◆ **PAGE**:
Les trois questions à vous poser avant de vous inscrire (ou pas !) à un « tremplin »-concours.

Depuis quelques années, nous assistons à la multiplication des « tremplins » et autres concours.

J’utiliserai des guillemets pour « tremplin », tellement il me semble que le mot est souvent galvaudé.                                                                                                                                                           D’après le Larousse, le tremplin est : « ce qui donne un élan pour atteindre un objectif ».           Or force est de constater que c’est rarement le cas des « tremplins ».

En tant que responsable du pôle accompagnement de Fleury Goutte d’Or-Barbara, j’ai été invité à participer à plusieurs jurys.                                                                                                                     La première chose qui m’a frappé est que, invité en tant que responsable de l’accompagnement, j’étais quasiment toujours le seul musicien autour de la table.

En tant que musicien, ce passage de « l’autre côté » fût riche d’enseignements, et voici les trois points que je vous conseille d’étudier avant de vous décider à participer, ou pas, à un tremplin :

  1. Le réel (!) bénéfice à en espérer pour votre projet.
  2. Le jury.
  3. Les conditions.

 

1. Quel bénéfice réel en attendre ?

C’est la première question à vous poser : que pouvez-vous en attendre concrètement ?

Pour répondre à cette question, ne vous contentez pas des éléments de communication des organisateurs ! Si ce « tremplin »-concours existe depuis plusieurs années, menez votre enquête.

Reprenez le palmarès des années précédentes et essayez d’évaluer ce qu’il a apporté au développement de carrière des lauréats.

Cette phase de questionnement-enquête est très importante afin d’éviter désillusions et déceptions par la suite.

Combien de groupes ont participé à tel « tremplin »-concours parce qu’ils imaginaient qu’ils joueraient sur un festival où « tous les pros sont présents », pour finalement se retrouver programmés en plein après-midi, et ne jouer devant aucun pro ?

Pour un peu que le groupe ne soit pas défrayé et ait dû engager des frais, l’addition est salée et la frustration amère.

Évitez de fantasmer et contentez vous d’informations factuelles sur les avantages réels que vous pourriez tirer de votre participation.

 

2. Le jury

Sa composition :

De quels professionnels est-il composé ? Programmateurs ? Journalistes ?

Est-ce toujours le même jury au fil des années ?                                                                                    Si oui, le palmarès des années précédentes peut être une bonne indication sur vos chances ou pas.

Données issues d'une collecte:
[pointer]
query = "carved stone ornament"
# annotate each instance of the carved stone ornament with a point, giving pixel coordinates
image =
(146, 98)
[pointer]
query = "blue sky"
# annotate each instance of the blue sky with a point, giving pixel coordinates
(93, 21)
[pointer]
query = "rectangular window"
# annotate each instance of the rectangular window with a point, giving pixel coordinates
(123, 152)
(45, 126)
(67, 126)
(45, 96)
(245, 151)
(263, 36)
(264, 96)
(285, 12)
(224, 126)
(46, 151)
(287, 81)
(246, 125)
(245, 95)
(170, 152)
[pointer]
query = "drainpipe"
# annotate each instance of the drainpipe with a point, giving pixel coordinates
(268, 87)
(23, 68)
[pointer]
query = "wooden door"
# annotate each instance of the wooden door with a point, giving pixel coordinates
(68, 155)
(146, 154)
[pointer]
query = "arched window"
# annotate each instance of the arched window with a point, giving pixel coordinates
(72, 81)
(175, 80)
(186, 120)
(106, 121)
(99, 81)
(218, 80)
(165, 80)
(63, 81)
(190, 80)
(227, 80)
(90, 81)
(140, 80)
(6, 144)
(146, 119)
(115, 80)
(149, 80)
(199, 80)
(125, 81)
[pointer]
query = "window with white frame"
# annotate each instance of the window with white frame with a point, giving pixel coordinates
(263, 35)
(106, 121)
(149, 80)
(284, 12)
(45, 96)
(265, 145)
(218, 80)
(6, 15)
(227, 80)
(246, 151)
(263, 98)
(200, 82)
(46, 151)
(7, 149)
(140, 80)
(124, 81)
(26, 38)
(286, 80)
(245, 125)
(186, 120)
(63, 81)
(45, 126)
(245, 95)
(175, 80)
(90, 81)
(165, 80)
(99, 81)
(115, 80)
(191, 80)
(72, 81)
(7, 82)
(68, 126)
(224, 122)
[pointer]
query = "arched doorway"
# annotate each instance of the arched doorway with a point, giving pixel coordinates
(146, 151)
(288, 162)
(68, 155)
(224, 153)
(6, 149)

◆ **SÉRIE D'EXERCICES**:
A - Traduisez en anglais cette phrase du texte sur les tremplins : « Cette phase de questionnement-enquête est très importante afin d’éviter désillusions et déceptions par la suite. »
B - Reprenez le texte sur les tremplins à partir de sa dernière phrase et rédigez la suite.

◆ **RÉSULTATS FINAUX**:
A - This questioning and investigating phase is very important in order to avoid disillusionment and disappointment later on.

B -
Comme pour les lauréats des années précédentes, vous pouvez vous renseigner sur chaque membre du jury, ses goûts, préférences…etc.

 

Quels sont les critères d’évaluation ?

Les goût personnels des jurés en toute subjectivité ?

Ou bien le jury doit-il choisir les lauréats en vue d’une programmation ?                                             Auquel cas regardez la programmation des années précédentes.

Ou encore, est-il question de juger du potentiel commercial des projets ?                                         A vous d’évaluer alors si vous êtes dans l’air du temps, ou plutôt de la saison, vu la vitesse à laquelle les tendances passent !

Petit détail qui a son importance, même s’il pourra vous être plus difficile d’obtenir l’information : est-ce que le jury évalue les groupes à partir d’une grille précise et les votes se font-ils à bulletin secret ?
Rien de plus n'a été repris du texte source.